**** Supplied passage ****
In mlindsk/molic: Multivariate Outlier Detection in Contingency Tables

Dermatitis

The UCI data set \texttt{dermatitis} [@altay] consist of

$366$ patients ($8$ with missing values)
$12$ clinical attributes (erythema, itching, scaling, etc.)
$21$ histopathological attributes (decrease of melanin, spongiosis, etc.)

and a class variable with six different skin diseases

psoriasis ($111$ patients)
seborrheic dermatitis ($60$ patients)
lichen planus ($71$ patients)
pityriasis rosea ($48$ patients)
chronic dermatitis ($48$ patients)
pityriasis rubra pilaris ($20$ patients)

Many of the classical machine learning algorithms have been applied to the dataset \texttt{dermatitis} [@liu2015fast]. They all achieve a prediction accuracy above $95\%$ and some even above $99\%$. But...:

The skin diseases share many common features
We have exclusive classes but possibly not exhaustive
What if a patient does not suffer from one of the six diseases
Classification forces us to label a patient with one and only one disease

Goal

Given a new patient $y$, we want to test the hypotheses

\begin{align} H_1: & y \text{ has psoriasis} \ H_2: & y \text{ has seborrheic dermatitis} \ H_3: & y \text{ has lichen planus} \ H_4: & y \text{ has pityriasis rosea} \ H_5: & y \text{ has chronic dermatitis} \ H_6: & y \text{ has pityriasis rubra pilaris} \end{align}

Since all hypotheses are exclusive we do not correct for multiple hypothesis testing (but the user can do this by setting the significance level accordingly).

Modeling Attributes of Psoriasis

We first show how to test $H_1$. First extract the psoriasis data:

library(dplyr)
library(molic)
y     <- unlist(derma[80, -35]) # a patient with seboreic dermatitis
psor  <- derma %>%
  filter(ES == "psoriasis") %>%
  dplyr::select(-ES)
**** The data ****
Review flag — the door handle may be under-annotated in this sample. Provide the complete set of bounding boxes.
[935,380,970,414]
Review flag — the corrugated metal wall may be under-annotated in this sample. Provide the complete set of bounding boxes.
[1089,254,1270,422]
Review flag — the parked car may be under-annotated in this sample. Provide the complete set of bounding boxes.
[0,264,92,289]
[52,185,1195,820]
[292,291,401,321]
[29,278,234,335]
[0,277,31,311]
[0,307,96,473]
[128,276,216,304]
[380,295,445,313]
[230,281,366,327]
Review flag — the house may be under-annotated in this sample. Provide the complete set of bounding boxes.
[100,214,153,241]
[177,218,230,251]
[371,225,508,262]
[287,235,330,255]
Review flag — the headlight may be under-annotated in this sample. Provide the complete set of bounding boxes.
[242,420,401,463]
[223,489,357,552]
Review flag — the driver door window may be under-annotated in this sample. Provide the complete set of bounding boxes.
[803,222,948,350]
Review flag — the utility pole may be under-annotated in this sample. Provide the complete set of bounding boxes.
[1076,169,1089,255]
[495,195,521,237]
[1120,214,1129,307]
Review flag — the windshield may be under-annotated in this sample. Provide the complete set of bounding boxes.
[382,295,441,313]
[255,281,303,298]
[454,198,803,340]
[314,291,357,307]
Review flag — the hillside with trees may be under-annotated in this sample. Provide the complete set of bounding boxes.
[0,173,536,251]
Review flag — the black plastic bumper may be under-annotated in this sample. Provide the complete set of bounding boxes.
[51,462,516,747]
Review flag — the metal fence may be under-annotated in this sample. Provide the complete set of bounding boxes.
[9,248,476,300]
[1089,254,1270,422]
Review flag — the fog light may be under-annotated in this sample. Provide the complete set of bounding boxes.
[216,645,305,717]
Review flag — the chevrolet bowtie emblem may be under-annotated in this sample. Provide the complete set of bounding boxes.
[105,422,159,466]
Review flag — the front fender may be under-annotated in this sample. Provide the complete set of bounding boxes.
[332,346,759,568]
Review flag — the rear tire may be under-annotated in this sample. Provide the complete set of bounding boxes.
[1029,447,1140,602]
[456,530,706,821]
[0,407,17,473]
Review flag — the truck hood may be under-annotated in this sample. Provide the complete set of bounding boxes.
****
**Task objective**
Please list every skin disease that the dermatitis page above gives as a class, with the number of patients shown for each.

**Solution to the exercise**
- psoriasis: 111 patients
- seborrheic dermatitis: 60 patients
- lichen planus: 71 patients
- pityriasis rosea: 48 patients
- chronic dermatitis: 48 patients
- pityriasis rubra pilaris: 20 patients